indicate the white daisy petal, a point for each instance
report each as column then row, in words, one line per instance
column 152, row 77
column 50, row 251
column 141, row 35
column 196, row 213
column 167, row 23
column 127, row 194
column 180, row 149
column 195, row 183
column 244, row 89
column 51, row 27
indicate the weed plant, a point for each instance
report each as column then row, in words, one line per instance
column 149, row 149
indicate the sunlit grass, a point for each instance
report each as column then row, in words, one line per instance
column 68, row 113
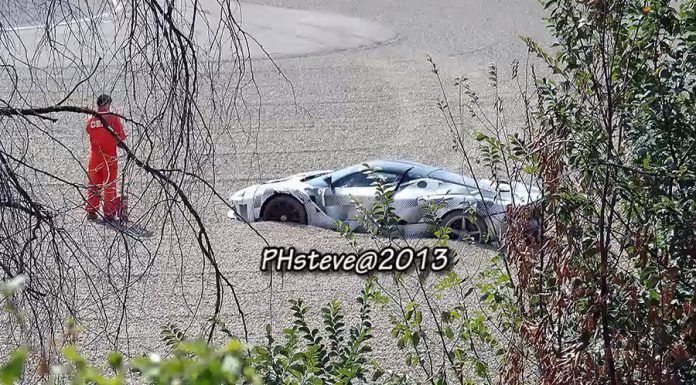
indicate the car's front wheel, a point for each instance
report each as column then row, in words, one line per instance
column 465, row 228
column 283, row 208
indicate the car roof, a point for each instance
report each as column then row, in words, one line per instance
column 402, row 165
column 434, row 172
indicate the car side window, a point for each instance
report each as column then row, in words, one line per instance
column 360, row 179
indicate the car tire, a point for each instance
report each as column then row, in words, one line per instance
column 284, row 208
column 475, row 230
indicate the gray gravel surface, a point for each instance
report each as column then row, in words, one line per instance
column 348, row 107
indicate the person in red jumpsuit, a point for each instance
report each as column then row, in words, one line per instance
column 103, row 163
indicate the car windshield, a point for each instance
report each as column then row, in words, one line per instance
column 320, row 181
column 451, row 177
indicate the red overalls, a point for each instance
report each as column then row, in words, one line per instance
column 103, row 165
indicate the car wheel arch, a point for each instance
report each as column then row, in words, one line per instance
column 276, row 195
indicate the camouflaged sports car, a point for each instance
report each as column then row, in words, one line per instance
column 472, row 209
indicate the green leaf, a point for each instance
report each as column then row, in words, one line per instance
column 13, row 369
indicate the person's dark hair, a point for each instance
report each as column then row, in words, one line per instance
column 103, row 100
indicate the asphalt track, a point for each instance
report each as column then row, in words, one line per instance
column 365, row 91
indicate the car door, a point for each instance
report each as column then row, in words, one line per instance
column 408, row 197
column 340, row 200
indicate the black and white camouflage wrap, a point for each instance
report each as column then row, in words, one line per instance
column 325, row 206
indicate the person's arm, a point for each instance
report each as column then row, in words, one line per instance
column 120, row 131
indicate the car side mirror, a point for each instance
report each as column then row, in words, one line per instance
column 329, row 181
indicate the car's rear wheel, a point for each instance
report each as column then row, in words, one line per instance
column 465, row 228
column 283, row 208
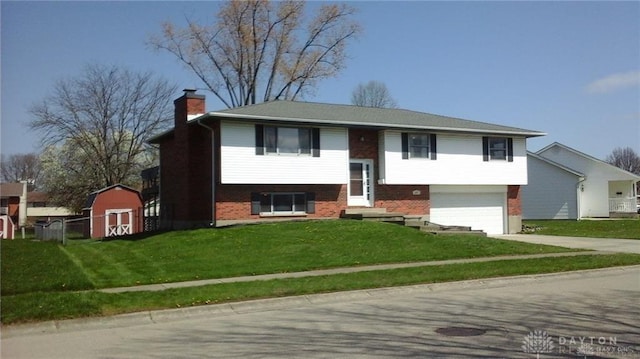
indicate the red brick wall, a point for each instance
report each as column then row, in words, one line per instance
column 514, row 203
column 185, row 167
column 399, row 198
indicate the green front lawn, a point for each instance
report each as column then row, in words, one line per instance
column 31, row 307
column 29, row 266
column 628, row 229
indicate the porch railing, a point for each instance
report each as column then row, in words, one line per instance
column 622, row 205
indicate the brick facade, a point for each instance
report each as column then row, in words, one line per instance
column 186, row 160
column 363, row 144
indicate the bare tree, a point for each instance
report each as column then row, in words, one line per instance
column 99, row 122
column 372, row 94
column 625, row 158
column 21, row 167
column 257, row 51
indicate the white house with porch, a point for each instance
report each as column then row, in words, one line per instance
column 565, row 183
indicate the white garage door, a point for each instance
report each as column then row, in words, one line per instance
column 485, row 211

• • • • •

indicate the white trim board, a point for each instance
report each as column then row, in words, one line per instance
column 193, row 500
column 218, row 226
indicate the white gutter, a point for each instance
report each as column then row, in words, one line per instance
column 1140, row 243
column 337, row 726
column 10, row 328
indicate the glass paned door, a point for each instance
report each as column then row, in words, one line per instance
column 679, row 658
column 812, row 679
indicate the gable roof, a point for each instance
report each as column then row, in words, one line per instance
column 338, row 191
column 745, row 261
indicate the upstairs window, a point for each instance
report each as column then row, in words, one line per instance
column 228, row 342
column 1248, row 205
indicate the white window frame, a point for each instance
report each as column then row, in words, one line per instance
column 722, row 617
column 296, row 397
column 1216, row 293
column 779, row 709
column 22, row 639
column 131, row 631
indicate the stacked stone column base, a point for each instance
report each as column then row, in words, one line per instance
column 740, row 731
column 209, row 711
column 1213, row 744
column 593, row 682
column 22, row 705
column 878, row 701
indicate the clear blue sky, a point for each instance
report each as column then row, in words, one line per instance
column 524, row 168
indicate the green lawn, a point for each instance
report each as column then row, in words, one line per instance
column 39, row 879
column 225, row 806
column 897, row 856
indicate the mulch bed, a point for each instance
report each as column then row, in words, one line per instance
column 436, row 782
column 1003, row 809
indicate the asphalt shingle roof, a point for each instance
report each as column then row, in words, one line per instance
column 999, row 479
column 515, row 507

• • • • •

#### What needs to be done:
Reproduce every line from the preceding data in which the word "green" can be found.

#### Answer space:
indicate the green leaf, a point for each instance
indicate the green front lawn, a point for each instance
indicate the green lawn, a point for each instance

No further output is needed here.